**Records**.
•••••

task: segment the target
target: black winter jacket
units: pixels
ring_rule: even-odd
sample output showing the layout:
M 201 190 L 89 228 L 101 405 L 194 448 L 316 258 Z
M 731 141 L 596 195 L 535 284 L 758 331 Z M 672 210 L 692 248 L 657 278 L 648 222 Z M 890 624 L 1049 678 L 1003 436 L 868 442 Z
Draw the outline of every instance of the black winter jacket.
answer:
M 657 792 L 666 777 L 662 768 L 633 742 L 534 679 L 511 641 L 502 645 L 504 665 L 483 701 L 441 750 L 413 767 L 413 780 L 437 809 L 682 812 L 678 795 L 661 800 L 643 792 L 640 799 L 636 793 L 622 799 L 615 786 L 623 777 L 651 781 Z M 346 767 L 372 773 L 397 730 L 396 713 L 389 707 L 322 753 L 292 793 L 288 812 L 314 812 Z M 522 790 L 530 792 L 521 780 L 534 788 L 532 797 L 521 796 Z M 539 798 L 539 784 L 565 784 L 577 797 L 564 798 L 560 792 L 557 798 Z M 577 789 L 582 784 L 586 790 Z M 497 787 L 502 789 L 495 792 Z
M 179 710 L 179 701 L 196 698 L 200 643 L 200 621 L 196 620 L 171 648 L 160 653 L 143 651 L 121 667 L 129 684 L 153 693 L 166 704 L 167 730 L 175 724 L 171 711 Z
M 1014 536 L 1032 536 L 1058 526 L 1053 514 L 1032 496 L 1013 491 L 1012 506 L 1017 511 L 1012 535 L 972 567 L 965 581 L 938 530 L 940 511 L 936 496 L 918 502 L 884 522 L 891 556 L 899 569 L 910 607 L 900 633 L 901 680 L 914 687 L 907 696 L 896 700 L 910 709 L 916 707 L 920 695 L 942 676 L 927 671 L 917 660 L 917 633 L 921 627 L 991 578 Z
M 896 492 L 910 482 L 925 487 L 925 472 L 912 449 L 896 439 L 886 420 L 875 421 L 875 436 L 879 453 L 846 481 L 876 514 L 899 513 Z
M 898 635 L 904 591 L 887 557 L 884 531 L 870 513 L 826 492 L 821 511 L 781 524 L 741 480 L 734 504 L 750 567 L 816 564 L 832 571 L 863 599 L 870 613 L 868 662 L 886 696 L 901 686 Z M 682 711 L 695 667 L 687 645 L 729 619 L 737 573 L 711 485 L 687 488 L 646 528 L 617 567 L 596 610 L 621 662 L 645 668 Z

•••••

**Problem**. Print only what lies in the material above starting at the line with "ring_rule: even-odd" and ending at the line with "Draw the outline", every line exactly as given.

**Task output**.
ring_rule: even-odd
sample output showing the layout:
M 201 190 L 89 228 L 101 405 L 194 448 L 316 258 Z
M 731 141 L 596 195 L 535 284 L 758 331 Z M 672 210 L 692 248 L 657 278 L 648 222 Z M 890 624 L 1049 678 L 1003 436 L 868 442 Z
Draw the outline of every instance of the black winter jacket.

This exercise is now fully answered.